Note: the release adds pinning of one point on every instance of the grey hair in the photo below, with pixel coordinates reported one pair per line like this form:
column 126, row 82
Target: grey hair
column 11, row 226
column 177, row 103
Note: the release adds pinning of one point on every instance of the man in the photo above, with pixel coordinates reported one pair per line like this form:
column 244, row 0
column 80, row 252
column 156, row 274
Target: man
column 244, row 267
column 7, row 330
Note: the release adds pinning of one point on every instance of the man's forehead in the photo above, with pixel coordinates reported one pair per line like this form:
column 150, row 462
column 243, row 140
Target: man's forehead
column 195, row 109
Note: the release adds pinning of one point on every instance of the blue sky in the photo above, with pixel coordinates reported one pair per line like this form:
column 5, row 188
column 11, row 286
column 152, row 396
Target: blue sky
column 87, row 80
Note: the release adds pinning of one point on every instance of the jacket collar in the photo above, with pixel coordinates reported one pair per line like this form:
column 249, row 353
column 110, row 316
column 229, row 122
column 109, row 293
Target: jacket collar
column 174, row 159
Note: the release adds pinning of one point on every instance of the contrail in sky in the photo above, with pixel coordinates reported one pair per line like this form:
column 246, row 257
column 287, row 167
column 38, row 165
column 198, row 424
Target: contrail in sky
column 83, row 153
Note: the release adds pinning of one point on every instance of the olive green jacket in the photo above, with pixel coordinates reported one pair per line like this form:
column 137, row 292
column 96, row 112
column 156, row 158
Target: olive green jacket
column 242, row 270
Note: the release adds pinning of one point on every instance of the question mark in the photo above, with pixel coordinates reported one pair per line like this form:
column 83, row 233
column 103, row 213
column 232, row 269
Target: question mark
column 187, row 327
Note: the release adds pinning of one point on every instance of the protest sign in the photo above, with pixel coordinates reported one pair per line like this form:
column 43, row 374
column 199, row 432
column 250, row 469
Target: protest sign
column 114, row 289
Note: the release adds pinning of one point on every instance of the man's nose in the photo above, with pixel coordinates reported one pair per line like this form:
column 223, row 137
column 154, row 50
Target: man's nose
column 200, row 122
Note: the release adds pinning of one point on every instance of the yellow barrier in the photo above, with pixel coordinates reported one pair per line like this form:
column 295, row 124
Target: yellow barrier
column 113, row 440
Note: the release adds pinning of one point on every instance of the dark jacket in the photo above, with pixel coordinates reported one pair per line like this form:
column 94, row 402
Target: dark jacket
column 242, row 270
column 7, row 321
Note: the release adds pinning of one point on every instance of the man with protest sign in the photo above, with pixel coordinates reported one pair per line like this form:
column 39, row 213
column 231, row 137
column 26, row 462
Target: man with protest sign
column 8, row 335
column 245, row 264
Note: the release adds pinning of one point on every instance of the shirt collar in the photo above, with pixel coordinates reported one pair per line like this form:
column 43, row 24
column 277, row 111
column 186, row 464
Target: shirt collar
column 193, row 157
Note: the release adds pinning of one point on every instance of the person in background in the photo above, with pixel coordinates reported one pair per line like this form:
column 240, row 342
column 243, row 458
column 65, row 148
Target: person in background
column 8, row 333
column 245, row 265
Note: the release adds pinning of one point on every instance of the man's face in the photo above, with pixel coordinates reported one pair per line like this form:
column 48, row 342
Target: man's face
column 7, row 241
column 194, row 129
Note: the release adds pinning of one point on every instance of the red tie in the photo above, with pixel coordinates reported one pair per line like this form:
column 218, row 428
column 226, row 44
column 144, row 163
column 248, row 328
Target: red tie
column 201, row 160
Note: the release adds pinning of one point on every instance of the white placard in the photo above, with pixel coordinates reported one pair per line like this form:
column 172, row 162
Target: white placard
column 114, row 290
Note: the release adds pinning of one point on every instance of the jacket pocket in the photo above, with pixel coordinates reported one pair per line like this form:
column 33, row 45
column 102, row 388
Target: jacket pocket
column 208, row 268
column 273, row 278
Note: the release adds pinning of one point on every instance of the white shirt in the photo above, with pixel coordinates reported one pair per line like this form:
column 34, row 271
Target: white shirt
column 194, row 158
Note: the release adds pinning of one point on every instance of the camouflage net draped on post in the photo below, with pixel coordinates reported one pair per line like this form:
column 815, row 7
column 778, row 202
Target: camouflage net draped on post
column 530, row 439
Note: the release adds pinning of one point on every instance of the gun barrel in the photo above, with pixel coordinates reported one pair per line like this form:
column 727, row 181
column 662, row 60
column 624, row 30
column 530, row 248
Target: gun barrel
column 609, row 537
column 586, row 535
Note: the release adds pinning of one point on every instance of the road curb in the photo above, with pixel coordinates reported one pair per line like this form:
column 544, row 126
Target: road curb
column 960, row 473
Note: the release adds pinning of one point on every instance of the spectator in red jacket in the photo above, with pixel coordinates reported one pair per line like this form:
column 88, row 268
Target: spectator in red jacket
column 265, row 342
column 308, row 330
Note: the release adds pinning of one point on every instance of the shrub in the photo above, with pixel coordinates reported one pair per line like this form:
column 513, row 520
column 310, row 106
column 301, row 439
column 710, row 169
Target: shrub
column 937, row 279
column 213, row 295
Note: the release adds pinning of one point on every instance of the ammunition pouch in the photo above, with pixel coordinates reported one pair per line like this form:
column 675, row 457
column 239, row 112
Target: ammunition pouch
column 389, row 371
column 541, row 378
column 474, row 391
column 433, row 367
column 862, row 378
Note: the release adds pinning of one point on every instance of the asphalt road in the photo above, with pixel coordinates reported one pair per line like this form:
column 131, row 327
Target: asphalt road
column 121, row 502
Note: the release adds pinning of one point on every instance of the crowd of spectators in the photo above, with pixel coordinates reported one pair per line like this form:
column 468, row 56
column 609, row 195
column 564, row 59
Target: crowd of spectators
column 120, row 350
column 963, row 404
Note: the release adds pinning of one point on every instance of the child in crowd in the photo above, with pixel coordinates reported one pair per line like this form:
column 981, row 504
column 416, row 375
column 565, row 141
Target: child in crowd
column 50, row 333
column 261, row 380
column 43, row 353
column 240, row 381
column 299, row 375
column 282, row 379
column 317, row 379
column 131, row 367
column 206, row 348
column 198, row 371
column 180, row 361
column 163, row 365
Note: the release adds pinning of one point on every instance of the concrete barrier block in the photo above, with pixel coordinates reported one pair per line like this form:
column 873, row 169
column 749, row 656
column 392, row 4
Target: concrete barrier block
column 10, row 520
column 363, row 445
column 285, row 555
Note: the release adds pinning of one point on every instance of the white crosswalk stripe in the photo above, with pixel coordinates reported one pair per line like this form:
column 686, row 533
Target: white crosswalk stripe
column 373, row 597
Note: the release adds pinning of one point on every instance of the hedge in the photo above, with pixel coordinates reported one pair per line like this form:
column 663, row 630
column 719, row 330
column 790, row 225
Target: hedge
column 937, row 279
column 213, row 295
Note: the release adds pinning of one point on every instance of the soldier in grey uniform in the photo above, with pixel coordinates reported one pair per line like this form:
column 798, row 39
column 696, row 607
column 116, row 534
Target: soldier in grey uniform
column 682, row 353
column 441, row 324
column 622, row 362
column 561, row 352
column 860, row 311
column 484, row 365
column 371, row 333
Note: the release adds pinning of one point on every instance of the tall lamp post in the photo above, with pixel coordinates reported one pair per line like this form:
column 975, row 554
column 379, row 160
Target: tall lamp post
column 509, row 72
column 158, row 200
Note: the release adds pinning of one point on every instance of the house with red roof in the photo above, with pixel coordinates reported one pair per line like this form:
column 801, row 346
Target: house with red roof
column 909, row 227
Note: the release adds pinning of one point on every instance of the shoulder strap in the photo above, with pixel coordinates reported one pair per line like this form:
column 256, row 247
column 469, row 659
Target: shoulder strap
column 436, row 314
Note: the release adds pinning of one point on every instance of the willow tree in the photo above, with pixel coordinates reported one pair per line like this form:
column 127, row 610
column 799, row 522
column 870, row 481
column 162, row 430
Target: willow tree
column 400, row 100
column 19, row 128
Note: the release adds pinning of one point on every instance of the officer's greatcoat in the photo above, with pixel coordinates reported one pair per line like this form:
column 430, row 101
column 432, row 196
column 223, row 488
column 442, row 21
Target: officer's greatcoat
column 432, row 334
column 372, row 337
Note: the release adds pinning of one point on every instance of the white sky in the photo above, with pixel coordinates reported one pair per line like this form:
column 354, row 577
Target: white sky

================================

Format everything in the entries above from the line containing "the white shirt" down to the line containing "column 530, row 439", both ends included, as a Markdown table with the columns Row and Line. Give each line its own numbered row and leave out blank lines.

The answer:
| Row | Line |
|---|---|
| 1 | Note: the release adds pinning of one point on every instance of the white shirt in the photo above, with pixel coordinates reported one pair per line like this form: |
| 2 | column 34, row 271 |
| 3 | Target: white shirt |
| 4 | column 194, row 158 |
| 5 | Note: the release adds pinning of one point on every instance of the camouflage net draped on post in the photo below, with pixel coordinates reported one pair per line like this form: |
| 6 | column 815, row 7 |
| 7 | column 778, row 202 |
| 8 | Target: camouflage net draped on post |
| 9 | column 530, row 439 |